読む文章
インタビュー

――2024年10月から「Workout HIP HOP」「Chill HIP HOP」という新しいチャンネルが立ち上がってひと段落といったところですね。

「そうですね。現状では楽曲のストックを入れ替えたり、削除したりということは基本的には考えていなくて、楽曲を増やしていく方向で常に最新のシーンに寄せていってる感じです。最新のシーンを意識してはいますが、選曲している候補曲の中には、チャンネルのコンセプト上、ミドルスクールとか90年代ぐらいの楽曲も入ってきますね。だから年代の縛りは設けていません。これは番組の性質と折り合いがつくのであればという大前提ですが」

――なるほど。70年代あたりのオールドスクールは含まれない?

「うーん……そこまでのシーンの黎明期の曲はいまいまは選曲の視野には入れていません。HIP HOPの歴史においては、オールドスクールやミドルスクールっていう捉え方も人によって違いますし、このチャンネルではそこまで明確にセグメントする必要はないかなって思っています。なので、音楽シーンの最先端であるHIP HOPという音楽を用いて店舗など商業施設の空間を演出するというコンセプトに向かってストックを太らせるために日々の選曲作業に注力しています」

――太らせるというのは、そのチャンネルで流れる楽曲のレパートリーを増やすという意味ですね?

「はい。もう少し時間が経過して、ある程度ストックができたなという段階で、アタマから全部聴きなおして精査します。この曲は外そうかな……ということももちろんあるかもしれません。それは曲の良し悪しというよりも、全体のバランスだったり、シーンそのものも変化していきますし、その時の正解がいつでも正解ということではないという意味です。これは「Workout HIP HOP」「Chill HIP HOP」どちらのチャンネルも同じです。というか、ほとんどの新チャンネルがそうです。とりあえず、というと聞こえが悪いですが、まずはローンチさせてお客様からのフィードバックや制作チーム内の検証作業を経て育てていくというアプローチですね」

――どれくらい太らせたいんですか?(笑)

「とりあえず600から700曲くらい。そこでいったん検証しつつ、1,000曲くらいまで。一般的なポピュラー音楽の楽曲尺なら、だいたい500曲を越えると24時間そのチャンネルを掛けっぱなしにしても同じ曲がリピートしないくらいのストックになるので」

Photo by Victor Muruet(PDM 1.0)

――「Workout HIP HOP」「Chill HIP HOP」のインストラクションに“Cleanバージョンで”とありますが、これは?

「歌詞の制限――いわゆる放送禁止用語をオミットしたバージョン――です。USENは商業施設や公共施設のBGMとして使っていただくツールなので、海外のメディアで放送されているラジオエディット・バージョンなども積極的に使用しています。なので、この2つのチャンネルに関しては、オリジナルバージョンがExplicit――放送禁止用語や放送に相応しくない言葉を含むという意味合いです――と設定されている楽曲で、放送用に編集されたCleanバージョンなどがリリースされていない場合は使用を控えているので、候補曲がかなり振るいにかけられてしまうのが悩ましいですね。体感的にはWorkout、Chillのコンセプトにフィットする楽曲は数十曲に1曲あればOKくらいで、100曲以上試聴して1曲も使える楽曲がなかった……なんてこともあったり。ただ無印の「HIP HOP」チャンネルについては”放送楽曲の一部に過激な表現が含まれます”と但し書きをつけていて、中にはExplicitな楽曲も含まれます。もちろんそういった、いわゆるあぶない要素が魅力となるシーンでもあるので、こちらはよりコアなHIP HOPリスナーも意識しつつ、格好いいHIP HOP空間の演出という部分に重きを置いたセレクトで構成している感じですね」

データ欄
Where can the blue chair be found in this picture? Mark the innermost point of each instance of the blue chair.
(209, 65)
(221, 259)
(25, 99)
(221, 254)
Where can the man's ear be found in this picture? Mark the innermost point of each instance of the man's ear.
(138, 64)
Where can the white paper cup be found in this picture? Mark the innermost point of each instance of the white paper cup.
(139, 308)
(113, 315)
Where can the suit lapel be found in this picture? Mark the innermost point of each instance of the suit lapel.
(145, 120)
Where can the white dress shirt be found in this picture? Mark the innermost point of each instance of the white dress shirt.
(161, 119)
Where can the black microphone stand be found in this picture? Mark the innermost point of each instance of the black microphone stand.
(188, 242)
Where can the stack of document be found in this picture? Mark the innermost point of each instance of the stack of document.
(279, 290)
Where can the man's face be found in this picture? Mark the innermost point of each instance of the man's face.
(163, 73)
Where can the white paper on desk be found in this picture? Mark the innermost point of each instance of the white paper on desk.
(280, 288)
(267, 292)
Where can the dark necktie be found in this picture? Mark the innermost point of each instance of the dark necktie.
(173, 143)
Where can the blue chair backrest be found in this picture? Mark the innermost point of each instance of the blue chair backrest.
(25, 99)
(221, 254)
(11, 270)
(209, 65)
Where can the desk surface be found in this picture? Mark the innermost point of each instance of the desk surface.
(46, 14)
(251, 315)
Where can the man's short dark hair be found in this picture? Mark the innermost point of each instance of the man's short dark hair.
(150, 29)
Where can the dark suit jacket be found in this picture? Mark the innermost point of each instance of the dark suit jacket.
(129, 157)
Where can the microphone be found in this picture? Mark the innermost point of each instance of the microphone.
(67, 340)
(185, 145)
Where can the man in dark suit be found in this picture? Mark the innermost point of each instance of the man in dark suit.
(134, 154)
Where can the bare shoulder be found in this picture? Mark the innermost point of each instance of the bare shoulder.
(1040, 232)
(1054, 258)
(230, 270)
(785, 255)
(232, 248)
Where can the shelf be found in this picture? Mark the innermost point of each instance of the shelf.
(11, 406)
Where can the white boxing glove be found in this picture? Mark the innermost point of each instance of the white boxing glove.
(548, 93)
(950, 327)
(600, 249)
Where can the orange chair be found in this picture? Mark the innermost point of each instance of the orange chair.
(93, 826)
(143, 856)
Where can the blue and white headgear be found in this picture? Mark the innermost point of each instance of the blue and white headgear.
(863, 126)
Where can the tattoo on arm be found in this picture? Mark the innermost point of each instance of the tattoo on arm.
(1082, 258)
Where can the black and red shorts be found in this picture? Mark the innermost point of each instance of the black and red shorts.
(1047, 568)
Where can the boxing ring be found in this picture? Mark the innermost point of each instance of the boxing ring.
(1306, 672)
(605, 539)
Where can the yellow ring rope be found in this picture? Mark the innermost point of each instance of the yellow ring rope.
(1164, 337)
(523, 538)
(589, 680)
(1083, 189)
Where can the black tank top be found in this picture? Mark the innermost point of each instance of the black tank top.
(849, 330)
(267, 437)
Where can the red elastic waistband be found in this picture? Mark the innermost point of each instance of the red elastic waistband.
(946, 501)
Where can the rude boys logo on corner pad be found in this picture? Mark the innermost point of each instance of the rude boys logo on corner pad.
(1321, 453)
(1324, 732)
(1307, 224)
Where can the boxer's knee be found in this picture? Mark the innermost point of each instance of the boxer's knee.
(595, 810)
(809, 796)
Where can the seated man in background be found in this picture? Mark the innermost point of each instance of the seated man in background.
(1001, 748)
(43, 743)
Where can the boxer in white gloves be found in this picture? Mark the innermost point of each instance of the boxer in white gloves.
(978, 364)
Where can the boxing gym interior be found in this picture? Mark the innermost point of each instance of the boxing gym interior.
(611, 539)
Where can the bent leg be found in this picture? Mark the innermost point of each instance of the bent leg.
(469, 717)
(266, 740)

課題の説明
HIP HOPチャンネルについてのインタビューを、最後の発言のあとから続けて書いてください。 データはそれだけで独立した別の資料です。

結果
――選曲作業は三浦さん含めてディレクターや、セレクター陣の人力とセンスに頼っている部分が大きいと思いますが、聴感上の選曲って言語化するとどういう基準でしょう?

「言語化するのはすごく難しいんですが、たとえば一般的にHIP HOPという音楽からイメージされがちな、ある種暴力的だったり、セクシュアルな楽曲――歌詞はもちろんですが、トラックや声質からそういう雰囲気が強く感じられるものも含めて――は、省いています。アレンジとか曲調を見る前段階というか、まず一聴した際の印象が想定している利用シーンや空間のBGMとして相応しいのか?といった部分はかなり意識しています。これはレギュレーションやマニュアルがあるわけではないのですが、HIP HOPに馴染みのある人、ない人など、どういった人が、どういったシチュエーションでその曲を耳にするのか?といった状況を想定して判断しています」

――それこそ聴感上という意味では、「Workout HIP HOP」も、「Chill HIP HOP」も、特にHIP HOPに興味がない人が聴いていてもストレスがないというか、流行りの曲を集めたBGMとして使い勝手がいいんだろうなと感じます。

「まさにそこが狙いでもあって。世界的にはもちろんですが、日本国内でもHIP HOPっていう音楽の需要は高まっていますし、店舗でもオーナーさんであったり、現場のマネージャーさんであったり、店内BGMに関しての決定権を持っている方が若い世代にシフトしているので、トレンドの音楽に敏感になっていると思うんです。だからUSENもそれに応えられるコンテンツを揃えていなくちゃいけない。あとはインバウンド需要の高まりという部分も見越して、Cleanとかラジオエディット中心の選曲で、使いやすくて整理されているHIP HOP系のチャンネルをローンチさせつつ、既存の「HIP HOP」チャンネルもベンチマークを見直してブラッシュアップしました」

Photo by Elvert Barnes(CC BY-SA 2.0)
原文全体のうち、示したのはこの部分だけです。